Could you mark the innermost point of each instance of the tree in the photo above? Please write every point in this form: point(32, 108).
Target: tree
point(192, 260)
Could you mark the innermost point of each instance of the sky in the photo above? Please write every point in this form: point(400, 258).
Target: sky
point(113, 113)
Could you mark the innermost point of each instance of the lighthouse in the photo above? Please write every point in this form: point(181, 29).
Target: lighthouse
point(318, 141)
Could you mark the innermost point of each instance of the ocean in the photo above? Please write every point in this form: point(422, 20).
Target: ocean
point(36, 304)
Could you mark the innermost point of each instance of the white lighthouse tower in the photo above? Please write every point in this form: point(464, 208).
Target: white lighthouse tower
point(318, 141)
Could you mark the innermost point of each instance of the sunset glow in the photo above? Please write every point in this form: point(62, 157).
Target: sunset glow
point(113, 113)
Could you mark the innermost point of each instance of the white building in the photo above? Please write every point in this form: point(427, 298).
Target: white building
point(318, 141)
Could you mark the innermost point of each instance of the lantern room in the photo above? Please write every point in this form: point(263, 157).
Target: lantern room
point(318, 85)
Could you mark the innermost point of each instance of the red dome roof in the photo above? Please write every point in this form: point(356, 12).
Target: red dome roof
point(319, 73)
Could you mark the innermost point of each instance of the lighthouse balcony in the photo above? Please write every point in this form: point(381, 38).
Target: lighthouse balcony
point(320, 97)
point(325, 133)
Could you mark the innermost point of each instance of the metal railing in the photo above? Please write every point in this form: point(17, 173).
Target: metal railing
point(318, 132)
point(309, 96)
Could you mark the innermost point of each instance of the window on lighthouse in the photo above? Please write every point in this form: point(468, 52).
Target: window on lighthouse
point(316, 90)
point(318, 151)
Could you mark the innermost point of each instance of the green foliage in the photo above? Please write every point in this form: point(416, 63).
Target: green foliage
####
* **WORK ORDER**
Report the number of lines above containing the word "foliage", with no other text.

* **EXERCISE RESPONSE**
2